(EXTRACT TO READ):
..........
The Teenage Dog (6-18 Months): Surviving Adolescence
Adolescence is when the sweet puppy suddenly ignores you, tests limits and bursts with energy. It is normal and it passes. This guide explains what is happening, how to keep training on track, meet exercise and mental needs, and decide about neutering with your vet.

Quick answer
Between roughly six and eighteen months your dog is a teenager: full of energy, easily distracted, and testing boundaries. This is normal brain development, not disobedience or spite. Stay consistent, keep rewarding good choices, meet their physical and mental needs, and ride it out — most dogs settle beautifully on the other side.
Adolescence is when the sweet puppy suddenly ignores you, tests limits and bursts with energy.
What is happening to your dog
Adolescent dogs go through hormonal and brain changes much like human teenagers. A cue your puppy knew perfectly may suddenly seem forgotten, especially around distractions. Fear can briefly resurface, so a confident young dog might spook at something familiar. None of this is your dog being difficult on purpose — it is a normal, temporary phase.
Keep training consistent
This is the worst time to relax the rules, and the best time to keep them clear and kind. Go back to rewarding basics generously, practise in gradually harder settings, and keep a long line on recall so you can succeed rather than chase. Reward-based methods win here; harsh corrections during adolescence can create lasting fear or aggression.

Keep rewarding basics — adolescents need reminders, not just puppies.
Meet their energy needs
A bored teenage dog invents its own hobbies — usually chewing, digging or barking. Provide daily physical exercise suited to breed and age, but do not rely on exercise alone; a super-fit dog just needs more. In a small flat, structure matters: split walks, sniffing time, and calm settling practice all help drain energy without winding the dog up.

Channel teenage energy into brain games as well as exercise.
..........
(REQUIRED ACTIONS):
A. From the guide on teenage dogs, list the hobbies that a bored adolescent dog usually invents for itself.
B. According to the guide on teenage dogs, what can harsh corrections during adolescence create?
C. Pick up the guide on teenage dogs at the point where it stops, and write its next part.
None of these tasks makes use of the data.
..........
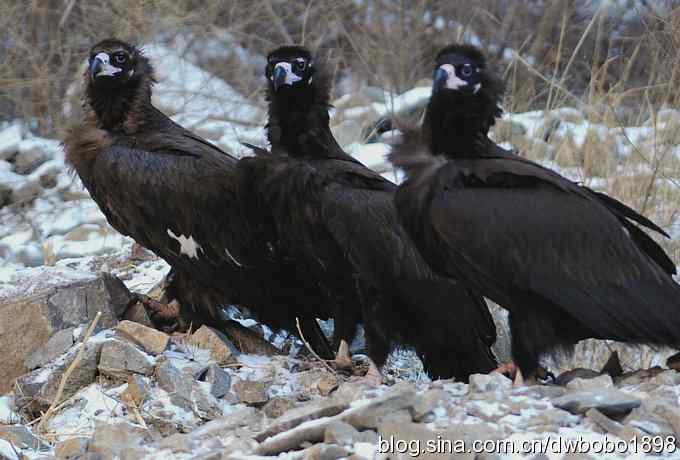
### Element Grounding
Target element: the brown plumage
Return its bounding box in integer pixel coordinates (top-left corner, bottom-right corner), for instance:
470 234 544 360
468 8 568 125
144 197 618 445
391 45 680 375
64 39 332 356
239 46 496 380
..........
(ANSWERS FOR EACH ITEM):
A. Chewing, digging, barking

B. Lasting fear or aggression.

C.
Feed the brain, not just the legs
Sniffing, chewing and problem-solving are calming for dogs. Use food puzzles, scatter feeding, snuffle mats and short training games to satisfy the mind. Teaching a reliable settle — lying calmly on a mat while life happens around them — is one of the most valuable skills for city living, especially in a compact home.
Neutering and health
Neutering (絕育) timing is now an individual decision. For some dogs, especially larger breeds, vets may advise waiting until growth is more complete; for others, earlier is fine. Discuss the pros and cons for your specific dog with your vet rather than following a fixed rule. Keep up vaccinations, parasite prevention and a good diet through this fast-growing stage.
Quick FAQs
Why has my trained puppy stopped listening? Adolescence temporarily disrupts learned behaviour. Keep practising with rewards in easier settings and it returns — usually stronger than before.
Will neutering calm my dog down? It may reduce some hormone-driven behaviours, but it is not a fix for training gaps or excess energy. Discuss timing and expectations with your vet.
My dog is destructive when alone — what now? Rule out under-stimulation and separation distress. Increase enrichment and gradual alone-time practice, and ask your vet or a trainer if it continues.
When will my dog grow out of this? Most dogs settle noticeably by around 18 months to two years, with larger breeds maturing later. Consistency now shortens the rough patch.